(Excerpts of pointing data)
++++++

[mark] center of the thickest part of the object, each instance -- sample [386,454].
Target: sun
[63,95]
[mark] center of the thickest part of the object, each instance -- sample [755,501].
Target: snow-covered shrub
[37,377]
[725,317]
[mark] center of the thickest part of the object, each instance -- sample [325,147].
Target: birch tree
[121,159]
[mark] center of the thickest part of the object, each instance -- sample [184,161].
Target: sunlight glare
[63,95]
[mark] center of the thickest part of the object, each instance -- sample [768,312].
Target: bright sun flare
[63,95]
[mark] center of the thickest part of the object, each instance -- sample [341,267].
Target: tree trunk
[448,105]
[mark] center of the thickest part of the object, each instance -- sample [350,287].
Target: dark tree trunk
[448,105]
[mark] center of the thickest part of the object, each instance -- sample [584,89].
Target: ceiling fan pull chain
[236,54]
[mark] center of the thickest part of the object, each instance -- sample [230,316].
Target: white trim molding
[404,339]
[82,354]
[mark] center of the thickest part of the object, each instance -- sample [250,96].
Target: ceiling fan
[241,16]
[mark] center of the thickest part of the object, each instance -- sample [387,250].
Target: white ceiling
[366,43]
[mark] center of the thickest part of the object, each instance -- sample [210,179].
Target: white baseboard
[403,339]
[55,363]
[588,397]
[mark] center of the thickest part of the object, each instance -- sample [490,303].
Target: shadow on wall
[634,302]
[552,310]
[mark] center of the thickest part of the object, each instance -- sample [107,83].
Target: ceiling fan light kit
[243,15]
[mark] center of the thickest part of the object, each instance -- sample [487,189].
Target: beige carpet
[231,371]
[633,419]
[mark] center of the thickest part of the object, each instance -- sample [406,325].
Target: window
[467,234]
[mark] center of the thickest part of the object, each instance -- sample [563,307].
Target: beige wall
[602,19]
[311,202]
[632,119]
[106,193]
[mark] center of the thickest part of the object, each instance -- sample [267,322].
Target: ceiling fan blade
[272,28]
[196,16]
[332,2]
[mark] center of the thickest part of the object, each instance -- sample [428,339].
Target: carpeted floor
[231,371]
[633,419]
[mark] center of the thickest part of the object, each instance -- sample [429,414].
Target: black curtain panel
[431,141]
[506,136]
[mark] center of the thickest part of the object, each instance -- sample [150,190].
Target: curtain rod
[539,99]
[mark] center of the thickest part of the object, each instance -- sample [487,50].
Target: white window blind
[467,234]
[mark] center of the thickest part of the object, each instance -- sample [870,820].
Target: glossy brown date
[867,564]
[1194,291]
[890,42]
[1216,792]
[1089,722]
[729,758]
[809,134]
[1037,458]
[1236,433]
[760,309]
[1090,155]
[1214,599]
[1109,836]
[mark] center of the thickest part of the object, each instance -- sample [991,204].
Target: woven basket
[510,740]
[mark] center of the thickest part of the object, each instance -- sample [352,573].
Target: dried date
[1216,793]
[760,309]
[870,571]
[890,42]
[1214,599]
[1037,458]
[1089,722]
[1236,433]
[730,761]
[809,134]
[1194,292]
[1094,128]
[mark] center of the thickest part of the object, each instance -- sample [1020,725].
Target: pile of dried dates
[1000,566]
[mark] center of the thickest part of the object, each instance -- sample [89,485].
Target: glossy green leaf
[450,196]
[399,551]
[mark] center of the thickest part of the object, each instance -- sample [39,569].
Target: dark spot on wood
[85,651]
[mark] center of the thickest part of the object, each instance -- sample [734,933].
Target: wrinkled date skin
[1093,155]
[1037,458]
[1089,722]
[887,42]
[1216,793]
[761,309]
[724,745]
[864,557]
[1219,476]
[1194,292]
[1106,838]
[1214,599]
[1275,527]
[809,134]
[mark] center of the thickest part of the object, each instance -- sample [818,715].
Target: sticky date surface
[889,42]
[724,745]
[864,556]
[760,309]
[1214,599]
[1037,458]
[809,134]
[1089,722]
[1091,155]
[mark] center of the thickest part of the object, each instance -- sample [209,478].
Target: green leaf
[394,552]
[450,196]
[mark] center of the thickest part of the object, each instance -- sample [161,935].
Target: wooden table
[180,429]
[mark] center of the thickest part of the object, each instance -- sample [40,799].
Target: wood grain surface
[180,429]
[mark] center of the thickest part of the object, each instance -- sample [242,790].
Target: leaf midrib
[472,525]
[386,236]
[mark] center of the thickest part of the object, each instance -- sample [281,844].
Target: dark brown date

++++++

| Problem |
Rewrite all the items above, replacing every "Target" with "Object" and leaving everything else unchanged.

| Expected output |
[mark] center of the thickest part of the object, each instance -- sample [386,454].
Object: sun
[63,95]
[mark] center of the thickest part of the object, each instance -- sample [755,501].
Object: snow-covered shrub
[37,377]
[725,317]
[mark] center of the thickest part of the object, each instance -- sample [325,147].
Object: birch tree
[121,159]
[mark] center of the thickest part of the object, each instance -- sample [184,161].
Object: sunlight glare
[63,95]
[mark] center of the thickest part of the object, each instance -- sample [768,312].
Object: bright sun flare
[63,95]
[mark] center of the thickest part of the object, each instance -- sample [341,267].
Object: tree trunk
[448,105]
[mark] center of the thickest part of the object, each instance -- sample [350,287].
Object: dark tree trunk
[448,105]
[mark] center of the thickest part of the object, each instance -- sample [584,89].
Object: ceiling fan pull chain
[236,54]
[mark] center of the thickest part of the object, each instance -- sample [230,316].
Object: white trim molding
[404,339]
[82,354]
[mark] center of the thickest part of the object, each instance -- sample [250,96].
Object: ceiling fan
[241,16]
[mark] center of the thickest part of the object, each instance -- sample [387,250].
Object: white ceiling
[366,43]
[mark] center of the thickest part of the object, each instance -- sample [210,179].
Object: white baseboard
[403,339]
[55,363]
[588,397]
[mark] center of the thickest part of the object, each instance -- sample [490,303].
Object: shadow on wall
[634,302]
[552,310]
[mark] center of the thickest part of the object, each instance -- sample [107,83].
Object: ceiling fan light kit
[243,15]
[mark] center of the thickest part of the object, each instance -- sample [487,189].
Object: beige carpet
[231,371]
[633,419]
[mark] center of the thickest part of the object, each instance -- sample [406,325].
Object: window
[467,234]
[mark] center of the thickest part of the object, each instance -- sample [563,307].
Object: beige wall
[602,19]
[311,202]
[632,119]
[106,193]
[mark] center of the thickest part of the object, each instance -- sample [267,322].
Object: ceiling fan blade
[272,28]
[196,16]
[332,2]
[mark] center of the thickest part of the object, each instance -- sample [428,339].
Object: carpeted floor
[231,371]
[633,419]
[mark] center of the thickest part of the object, each instance -- sample [429,414].
Object: black curtain panel
[431,141]
[506,136]
[mark] center of the thickest part of the object, each instance -- sample [150,190].
Object: curtain rod
[539,99]
[mark] center of the thickest part of the object, each instance -- sample [487,50].
Object: white window blind
[467,234]
[mark] center of the thickest part of the object, each instance -- sample [870,820].
Object: glossy brown date
[867,564]
[1194,291]
[890,42]
[1216,792]
[1089,722]
[729,758]
[809,134]
[1037,458]
[1236,433]
[760,309]
[1090,155]
[1214,599]
[1109,836]
[mark] center of the thickest part of the object, each instance -- sample [991,204].
Object: woven basket
[510,740]
[mark] center of the thickest part of the object, each instance -- sample [352,573].
Object: dried date
[1216,793]
[760,309]
[870,571]
[890,42]
[1214,599]
[1037,458]
[1089,722]
[1236,433]
[730,761]
[809,134]
[1194,292]
[1094,128]
[mark] center of the thickest part of the object, each instance -- sample [1020,725].
Object: pile of dried dates
[1000,566]
[mark] center of the thickest part of the object, each instance -- sample [89,485].
Object: glossy green leaf
[450,196]
[399,551]
[mark] center of the thickest part of the object, each instance -- sample [39,569].
Object: dark spot on wood
[85,651]
[mark] center of the thickest part of the object, each instance -- sample [734,933].
Object: wrinkled date skin
[1093,155]
[1037,458]
[1089,722]
[887,42]
[1216,793]
[761,309]
[724,745]
[864,557]
[1219,476]
[1194,292]
[1106,838]
[1214,599]
[1275,527]
[809,134]
[mark] center of the thickest part of the object, each instance -- sample [818,715].
Object: sticky date surface
[889,42]
[724,745]
[864,556]
[760,309]
[1214,599]
[1037,458]
[809,134]
[1089,722]
[1091,155]
[mark] center of the thickest part of the object, each instance -- sample [209,478].
Object: green leaf
[394,552]
[450,196]
[mark] center of the thickest part of the object, each instance -- sample [161,935].
Object: wooden table
[180,429]
[mark] center of the thickest part of the object, each instance -- sample [40,799].
Object: wood grain surface
[180,429]
[mark] center of the thickest part of the object, each instance -- sample [242,790].
Object: leaf midrib
[472,525]
[386,236]
[mark] center of the thickest part of the object, each instance -- sample [281,844].
Object: dark brown date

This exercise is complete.